- **Text excerpt**
'''

Posted by brooke at 10.28.17 PM
September 08, 2002
oh my goddess, its the episode
i remember awhile back patti mentioning an episode of law and order taking liberties with, but very obviously basing a story on kaycee.. i wished i'd seen it back then. its on right now. this is simply amazing.
some of you know what i'm talking about, others of you don't. but its a bit of dejavu for me.
Posted by brooke at 09.45.32 PM
i am not happy about this
been a way freakin' crappy day. do all sorts of things to deal with it. go through my list of things to comfort myself. attempt to work on a piece i need to send to someone, write a note about the lack of women's sports coverage to a tv news station, take a bath, laugh at the kitties, go for a walk, write, watch tv, attempt to read.. yeah yeah yeah.. call my list of people i feel i can call in moments like this.. but nothing.
so, i do the call of last resort and call dr c. dr c. says "fix some supper, take your meds and go to sleep." this was at 4.30pm. i am still wide awake. i have now taken 5mg of my sleeping meds, aka xanax, which will be switched to amittryptiline on monday, and nothing. and now its 1.36am in the morning and i'm still awake. oh and did i mention, now i've got the fucking hiccups. i am not happy and things are only going downhill from here.
i've got a call into my other person of last resort, hopefully she'll call me back in the morning. and i fear i might have to resort to the last person of last resort. (i've got 3 now). we'll see. i hope not. but this is not good.
have i mentioned lately how much i absolutely hate this fucking disese?

'''

Retype the blog entry between "so, i do the" and "downhill from here.", inclusive, with no changes.

- **Data segment**

'''

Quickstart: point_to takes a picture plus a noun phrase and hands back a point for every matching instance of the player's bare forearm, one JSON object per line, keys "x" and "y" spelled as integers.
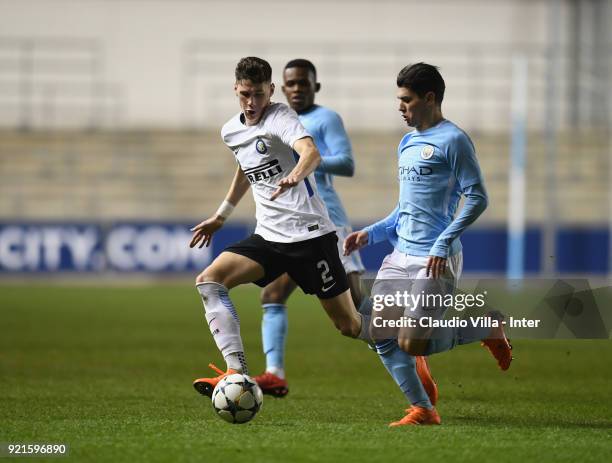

'''

- **Answer box**
so, i do the call of last resort and call dr c. dr c. says "fix some supper, take your meds and go to sleep." this was at 4.30pm. i am still wide awake. i have now taken 5mg of my sleeping meds, aka xanax, which will be switched to amittryptiline on monday, and nothing. and now its 1.36am in the morning and i'm still awake. oh and did i mention, now i've got the fucking hiccups. i am not happy and things are only going downhill from here.